[[connection_pool]]
=== Connection Pool
The connection pool is an object inside the client that is responsible for
maintaining the current list of nodes. Theoretically, nodes are either dead or
alive. However, in the real world, things are never so clear. Nodes are
sometimes in a gray-zone of _"probably dead but not confirmed"_, _"timed-out but
unclear why"_ or _"recently dead but now alive"_. The job of the connection pool
is to manage this set of unruly connections and try to provide the best behavior
to the client.
If a connection pool is unable to find an alive node to query against, it
returns a `NoNodesAvailableException`. This is distinct from an exception due to
maximum retries. For example, your cluster may have 10 nodes. You execute a
request and 9 out of the 10 nodes fail due to connection timeouts. The tenth
node succeeds and the query executes. The first nine nodes are marked dead
(depending on the connection pool being used) and their "dead" timers begin
ticking.

§ **Listed entries**
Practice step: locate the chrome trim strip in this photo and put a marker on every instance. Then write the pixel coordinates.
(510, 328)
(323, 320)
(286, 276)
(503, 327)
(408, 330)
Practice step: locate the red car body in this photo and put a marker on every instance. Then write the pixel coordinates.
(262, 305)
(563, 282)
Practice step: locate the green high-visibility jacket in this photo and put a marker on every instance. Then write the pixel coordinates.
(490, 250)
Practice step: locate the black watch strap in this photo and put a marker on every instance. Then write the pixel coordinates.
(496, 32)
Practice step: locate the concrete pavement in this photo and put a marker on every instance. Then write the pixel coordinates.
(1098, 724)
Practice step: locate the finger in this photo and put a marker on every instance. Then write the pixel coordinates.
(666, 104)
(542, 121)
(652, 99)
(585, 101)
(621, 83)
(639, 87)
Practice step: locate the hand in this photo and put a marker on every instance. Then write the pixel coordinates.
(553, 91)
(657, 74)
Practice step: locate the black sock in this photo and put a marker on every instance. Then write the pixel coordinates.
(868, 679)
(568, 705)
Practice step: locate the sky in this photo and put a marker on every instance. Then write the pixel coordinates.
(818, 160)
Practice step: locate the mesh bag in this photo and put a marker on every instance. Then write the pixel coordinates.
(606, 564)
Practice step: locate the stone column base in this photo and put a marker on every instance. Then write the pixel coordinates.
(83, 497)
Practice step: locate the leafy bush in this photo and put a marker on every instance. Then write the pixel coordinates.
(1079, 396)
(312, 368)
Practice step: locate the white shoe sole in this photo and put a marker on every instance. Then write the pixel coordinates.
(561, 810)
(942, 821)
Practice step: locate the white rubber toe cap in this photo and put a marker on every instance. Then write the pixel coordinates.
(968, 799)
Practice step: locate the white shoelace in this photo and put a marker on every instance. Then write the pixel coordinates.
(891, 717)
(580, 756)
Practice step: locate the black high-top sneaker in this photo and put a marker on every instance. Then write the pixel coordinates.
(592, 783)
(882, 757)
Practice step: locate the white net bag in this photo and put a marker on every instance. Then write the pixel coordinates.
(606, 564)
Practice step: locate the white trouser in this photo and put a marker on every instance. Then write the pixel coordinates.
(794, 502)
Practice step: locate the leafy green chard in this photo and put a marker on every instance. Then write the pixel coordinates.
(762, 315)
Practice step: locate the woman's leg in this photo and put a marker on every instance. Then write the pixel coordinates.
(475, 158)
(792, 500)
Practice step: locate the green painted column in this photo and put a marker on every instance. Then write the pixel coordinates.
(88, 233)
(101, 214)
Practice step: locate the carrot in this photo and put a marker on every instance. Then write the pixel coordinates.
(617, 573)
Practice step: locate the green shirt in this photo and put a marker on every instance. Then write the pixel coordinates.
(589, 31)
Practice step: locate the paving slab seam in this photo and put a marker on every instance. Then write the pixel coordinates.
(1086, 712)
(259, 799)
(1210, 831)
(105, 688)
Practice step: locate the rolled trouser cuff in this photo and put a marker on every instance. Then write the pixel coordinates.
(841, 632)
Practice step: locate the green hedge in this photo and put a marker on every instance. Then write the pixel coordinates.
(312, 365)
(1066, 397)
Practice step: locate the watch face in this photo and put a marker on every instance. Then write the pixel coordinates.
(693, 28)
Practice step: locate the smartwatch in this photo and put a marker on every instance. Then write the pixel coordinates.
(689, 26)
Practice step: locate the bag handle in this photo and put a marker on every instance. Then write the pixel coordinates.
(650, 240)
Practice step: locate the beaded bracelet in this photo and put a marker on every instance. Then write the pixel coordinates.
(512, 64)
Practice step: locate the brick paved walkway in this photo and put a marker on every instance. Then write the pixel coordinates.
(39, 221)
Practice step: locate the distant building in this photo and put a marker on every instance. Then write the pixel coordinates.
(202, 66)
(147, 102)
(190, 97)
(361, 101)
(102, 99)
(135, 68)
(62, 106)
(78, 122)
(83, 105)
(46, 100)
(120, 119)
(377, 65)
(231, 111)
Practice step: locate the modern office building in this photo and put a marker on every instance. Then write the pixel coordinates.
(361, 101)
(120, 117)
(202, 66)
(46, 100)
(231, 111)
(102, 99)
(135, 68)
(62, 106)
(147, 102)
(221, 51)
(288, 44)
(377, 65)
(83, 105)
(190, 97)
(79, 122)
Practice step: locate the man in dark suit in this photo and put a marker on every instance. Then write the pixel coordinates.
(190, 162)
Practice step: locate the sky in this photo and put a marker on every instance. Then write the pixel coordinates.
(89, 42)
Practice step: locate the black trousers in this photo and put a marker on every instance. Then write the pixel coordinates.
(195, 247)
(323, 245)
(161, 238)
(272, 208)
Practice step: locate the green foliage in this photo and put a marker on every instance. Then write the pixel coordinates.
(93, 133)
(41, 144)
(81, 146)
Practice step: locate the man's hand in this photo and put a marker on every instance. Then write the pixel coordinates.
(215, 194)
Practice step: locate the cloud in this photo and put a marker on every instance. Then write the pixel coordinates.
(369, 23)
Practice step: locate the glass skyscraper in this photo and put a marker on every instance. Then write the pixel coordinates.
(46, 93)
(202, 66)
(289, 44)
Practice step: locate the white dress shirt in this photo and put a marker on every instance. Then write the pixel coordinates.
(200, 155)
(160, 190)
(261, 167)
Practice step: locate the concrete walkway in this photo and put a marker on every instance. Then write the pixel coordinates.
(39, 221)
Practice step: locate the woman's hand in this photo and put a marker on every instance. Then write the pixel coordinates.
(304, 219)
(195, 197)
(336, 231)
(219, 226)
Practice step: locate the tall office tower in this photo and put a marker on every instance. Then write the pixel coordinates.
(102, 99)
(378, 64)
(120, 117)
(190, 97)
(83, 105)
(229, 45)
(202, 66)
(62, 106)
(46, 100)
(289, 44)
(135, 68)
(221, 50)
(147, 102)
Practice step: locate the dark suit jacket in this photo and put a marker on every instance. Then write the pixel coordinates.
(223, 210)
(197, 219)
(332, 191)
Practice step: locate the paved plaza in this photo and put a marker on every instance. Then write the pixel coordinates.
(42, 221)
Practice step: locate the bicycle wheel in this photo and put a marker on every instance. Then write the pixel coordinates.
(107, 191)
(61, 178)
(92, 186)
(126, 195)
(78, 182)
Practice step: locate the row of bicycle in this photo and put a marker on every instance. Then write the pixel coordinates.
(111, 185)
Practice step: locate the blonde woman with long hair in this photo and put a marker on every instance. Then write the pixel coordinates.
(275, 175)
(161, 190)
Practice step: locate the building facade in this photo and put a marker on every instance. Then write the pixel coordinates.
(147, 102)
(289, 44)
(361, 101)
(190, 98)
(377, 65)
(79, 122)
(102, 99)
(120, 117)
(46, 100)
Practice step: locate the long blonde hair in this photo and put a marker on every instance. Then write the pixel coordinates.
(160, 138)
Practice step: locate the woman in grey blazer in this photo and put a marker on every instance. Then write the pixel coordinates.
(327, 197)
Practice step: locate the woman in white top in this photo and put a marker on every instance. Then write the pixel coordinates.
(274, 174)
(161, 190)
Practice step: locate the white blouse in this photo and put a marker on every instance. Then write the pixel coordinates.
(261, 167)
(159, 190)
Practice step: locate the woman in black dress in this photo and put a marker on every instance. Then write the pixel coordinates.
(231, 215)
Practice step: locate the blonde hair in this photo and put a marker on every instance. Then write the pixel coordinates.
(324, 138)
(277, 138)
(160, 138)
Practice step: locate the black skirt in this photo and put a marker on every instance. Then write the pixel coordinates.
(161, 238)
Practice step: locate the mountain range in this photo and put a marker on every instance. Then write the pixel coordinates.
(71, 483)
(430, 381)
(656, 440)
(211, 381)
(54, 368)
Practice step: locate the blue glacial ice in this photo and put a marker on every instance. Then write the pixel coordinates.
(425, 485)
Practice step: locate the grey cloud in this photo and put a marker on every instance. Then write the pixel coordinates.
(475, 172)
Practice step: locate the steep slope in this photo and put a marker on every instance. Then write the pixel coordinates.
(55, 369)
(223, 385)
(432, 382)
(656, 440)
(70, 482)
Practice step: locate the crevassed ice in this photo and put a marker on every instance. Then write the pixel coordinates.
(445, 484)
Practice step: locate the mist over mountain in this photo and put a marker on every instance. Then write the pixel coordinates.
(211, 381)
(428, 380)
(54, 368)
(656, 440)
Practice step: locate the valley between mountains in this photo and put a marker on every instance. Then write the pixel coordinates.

§ **What is needed**
For each of the statements below, say yes or no as to whether it agrees with the Connection Pool section, and quote the exact words from the section that decide it.
1. The connection pool is an object inside the client.
2. A `NoNodesAvailableException` is the same as an exception due to maximum retries.
3. In the 10-node example, the query fails to execute.

§ **Task result**
1. Yes: "The connection pool is an object inside the client"
2. No: "This is distinct from an exception due to maximum retries."
3. No: "The tenth node succeeds and the query executes."